> [Try it]: Faithfully repeat all of the records, as they are written below.
__________________________________________________
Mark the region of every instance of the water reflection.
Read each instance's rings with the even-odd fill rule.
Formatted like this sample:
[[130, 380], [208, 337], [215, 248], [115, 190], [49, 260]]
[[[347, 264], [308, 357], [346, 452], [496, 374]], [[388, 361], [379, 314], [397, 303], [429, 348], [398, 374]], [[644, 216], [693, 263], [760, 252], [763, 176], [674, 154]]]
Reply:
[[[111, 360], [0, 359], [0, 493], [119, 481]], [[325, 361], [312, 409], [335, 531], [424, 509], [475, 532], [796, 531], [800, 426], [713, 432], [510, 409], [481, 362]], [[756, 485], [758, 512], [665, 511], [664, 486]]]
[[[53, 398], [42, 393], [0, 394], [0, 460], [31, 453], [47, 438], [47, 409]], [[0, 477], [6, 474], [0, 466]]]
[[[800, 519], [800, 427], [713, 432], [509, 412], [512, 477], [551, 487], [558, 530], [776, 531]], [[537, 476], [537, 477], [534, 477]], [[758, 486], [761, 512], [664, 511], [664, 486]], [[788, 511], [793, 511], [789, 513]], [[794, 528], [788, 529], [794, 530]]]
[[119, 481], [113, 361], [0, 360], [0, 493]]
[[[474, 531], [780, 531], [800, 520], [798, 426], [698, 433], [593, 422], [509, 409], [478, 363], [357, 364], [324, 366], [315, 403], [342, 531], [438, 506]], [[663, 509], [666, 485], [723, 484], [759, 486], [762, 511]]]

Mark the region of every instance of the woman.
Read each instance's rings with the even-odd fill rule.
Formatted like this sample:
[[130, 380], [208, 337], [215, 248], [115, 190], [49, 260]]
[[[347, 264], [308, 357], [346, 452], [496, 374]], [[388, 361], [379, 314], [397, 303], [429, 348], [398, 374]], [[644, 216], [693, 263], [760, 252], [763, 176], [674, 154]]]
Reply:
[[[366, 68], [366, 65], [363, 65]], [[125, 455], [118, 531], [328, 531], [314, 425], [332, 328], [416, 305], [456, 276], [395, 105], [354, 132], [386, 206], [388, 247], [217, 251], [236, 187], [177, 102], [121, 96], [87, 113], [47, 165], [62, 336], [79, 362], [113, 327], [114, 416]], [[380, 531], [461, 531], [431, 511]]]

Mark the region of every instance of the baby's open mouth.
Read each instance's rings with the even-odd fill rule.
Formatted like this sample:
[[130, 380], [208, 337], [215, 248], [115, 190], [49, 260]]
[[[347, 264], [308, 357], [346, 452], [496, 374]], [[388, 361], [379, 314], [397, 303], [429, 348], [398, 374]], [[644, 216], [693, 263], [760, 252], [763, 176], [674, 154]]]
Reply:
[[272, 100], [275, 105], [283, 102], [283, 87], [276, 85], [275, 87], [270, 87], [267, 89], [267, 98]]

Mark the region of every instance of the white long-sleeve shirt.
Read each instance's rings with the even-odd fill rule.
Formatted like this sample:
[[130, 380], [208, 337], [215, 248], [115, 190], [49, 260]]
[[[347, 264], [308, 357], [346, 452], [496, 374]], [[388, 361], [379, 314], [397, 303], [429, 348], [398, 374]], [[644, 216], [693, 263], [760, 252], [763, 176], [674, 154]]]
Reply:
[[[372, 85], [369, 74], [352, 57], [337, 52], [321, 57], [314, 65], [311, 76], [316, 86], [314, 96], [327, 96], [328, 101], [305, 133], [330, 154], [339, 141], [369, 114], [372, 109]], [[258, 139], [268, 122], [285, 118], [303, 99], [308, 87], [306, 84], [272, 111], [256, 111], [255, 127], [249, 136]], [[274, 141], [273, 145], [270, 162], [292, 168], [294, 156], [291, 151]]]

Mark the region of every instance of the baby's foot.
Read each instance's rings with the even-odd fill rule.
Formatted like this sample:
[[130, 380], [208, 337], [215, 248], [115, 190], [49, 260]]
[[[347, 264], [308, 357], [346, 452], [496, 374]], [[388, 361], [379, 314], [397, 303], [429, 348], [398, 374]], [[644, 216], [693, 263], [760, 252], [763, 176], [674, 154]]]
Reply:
__________________________________________________
> [Exercise solution]:
Mark the region of every instance of the water reflection.
Read each instance's rings with the even-odd fill rule.
Formatted like this sample:
[[130, 380], [208, 337], [215, 248], [115, 190], [49, 260]]
[[[347, 264], [308, 357], [346, 452], [496, 374]], [[388, 361], [379, 314], [397, 303], [429, 348], [398, 374]], [[644, 216], [693, 263], [760, 252], [763, 176], [674, 154]]]
Reply:
[[[111, 360], [0, 359], [0, 493], [119, 481]], [[325, 361], [312, 409], [335, 531], [424, 509], [475, 532], [796, 531], [800, 426], [713, 432], [510, 409], [481, 362]], [[756, 485], [758, 512], [665, 511], [664, 486]]]
[[[53, 398], [42, 393], [0, 394], [0, 460], [31, 453], [47, 438], [47, 409]], [[0, 477], [6, 474], [0, 466]]]
[[[800, 519], [800, 427], [713, 432], [509, 412], [512, 477], [551, 487], [558, 530], [776, 531]], [[537, 476], [537, 477], [534, 477]], [[758, 486], [761, 512], [664, 511], [664, 486]], [[788, 511], [793, 511], [789, 513]], [[794, 528], [788, 529], [794, 530]]]
[[119, 481], [113, 361], [0, 360], [0, 493]]
[[[474, 531], [780, 531], [800, 520], [798, 426], [698, 433], [593, 422], [509, 409], [478, 363], [357, 364], [324, 366], [315, 403], [342, 531], [438, 506]], [[663, 509], [666, 485], [723, 484], [759, 486], [762, 511]]]

Mark the region of every instance of the woman.
Read each instance's rings with the even-odd fill rule.
Formatted like this sample:
[[130, 380], [208, 337], [215, 248], [115, 190], [49, 260]]
[[[347, 264], [308, 357], [346, 452], [496, 374]], [[388, 361], [379, 314], [397, 303], [429, 348], [398, 374]], [[644, 216], [693, 263], [760, 252], [763, 176], [674, 154]]]
Reply:
[[[366, 68], [366, 65], [363, 65]], [[125, 455], [118, 531], [328, 531], [314, 425], [332, 328], [416, 305], [456, 276], [395, 105], [354, 132], [386, 206], [388, 247], [217, 251], [236, 187], [177, 102], [121, 96], [87, 113], [47, 165], [62, 336], [79, 362], [113, 327], [114, 416]], [[380, 531], [461, 531], [431, 511]]]

Mark the region of every instance of the baby's open mouth.
Read each instance's rings with the even-odd fill rule.
Formatted like this sample:
[[130, 380], [208, 337], [215, 248], [115, 190], [49, 260]]
[[[347, 264], [308, 357], [346, 452], [496, 374]], [[388, 361], [379, 314], [397, 303], [429, 348], [398, 374]], [[644, 216], [693, 263], [760, 252], [763, 176], [674, 154]]]
Reply:
[[272, 100], [275, 105], [283, 102], [283, 87], [276, 85], [275, 87], [270, 87], [267, 89], [267, 98]]

Mark the region of every instance of the white long-sleeve shirt.
Read each instance's rings with the even-odd fill rule.
Formatted like this sample:
[[130, 380], [208, 337], [215, 248], [115, 190], [49, 260]]
[[[347, 264], [308, 357], [346, 452], [496, 374]], [[388, 361], [379, 314], [397, 303], [429, 348], [398, 374]], [[644, 216], [693, 263], [760, 252], [763, 176], [674, 154]]]
Reply:
[[[372, 85], [369, 74], [352, 57], [337, 52], [321, 57], [314, 65], [311, 76], [316, 86], [314, 96], [327, 96], [328, 101], [305, 133], [330, 154], [339, 141], [369, 114], [372, 109]], [[258, 139], [268, 122], [285, 118], [303, 99], [308, 87], [306, 84], [272, 111], [256, 111], [255, 127], [249, 136]], [[274, 141], [273, 145], [270, 162], [292, 168], [294, 156], [291, 151]]]

Mark the region of every instance of the baby's foot.
Read each instance's rings with the even-odd fill rule.
Formatted like this sample:
[[130, 380], [208, 337], [215, 248], [115, 190], [49, 260]]
[[[347, 264], [308, 357], [346, 452], [496, 374]], [[388, 361], [379, 314], [397, 303], [429, 348], [398, 374]], [[644, 216], [693, 263], [760, 252], [763, 176], [674, 154]]]
Reply:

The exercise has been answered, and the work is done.